Aim of the exercise
Revise the forum post on ray tracing 2D triangles, starting with "That is like" and going on through "for one triangle.", so that "cost-effective" is replaced by "economical".

++++ Reading passage ++++

Let me put it clearly, your idea of ray tracing triangles in 2D using any 3D ray casting SDK is not going to work.
That is like hitting a 3D triangle edge-on which is ill defined due to finite floating point accuracy reasons and everything David explained.
Whatever the outcome is, that is implementation dependent and not a suitable solution.
The approach you suggested looks very interesting but it doesn’t seem cost-effective - 6 representative triangles for one triangle.
If you want to use the ray tracing hardware for finding intersection points between the 2D triangle outlines and a 2D ray, extruding the 2D edges into 3D instead is a feasible solution when using 3D ray casting SDKs.
Representing each edge with two triangles will result in the fastest ray-primitive intersection performance on RTX boards because the ray-triangle intersection will be handled by the hardware RT cores.
If you’re concerned about memory consumption, how many 2D edges do you need to support and how many rays do you need to shoot into the scene to find intersections?

++++ Recorded information ++++

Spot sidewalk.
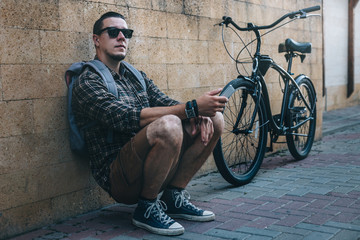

++++

Finished answer
That is like hitting a 3D triangle edge-on which is ill defined due to finite floating point accuracy reasons and everything David explained.
Whatever the outcome is, that is implementation dependent and not a suitable solution.
The approach you suggested looks very interesting but it doesn’t seem economical - 6 representative triangles for one triangle.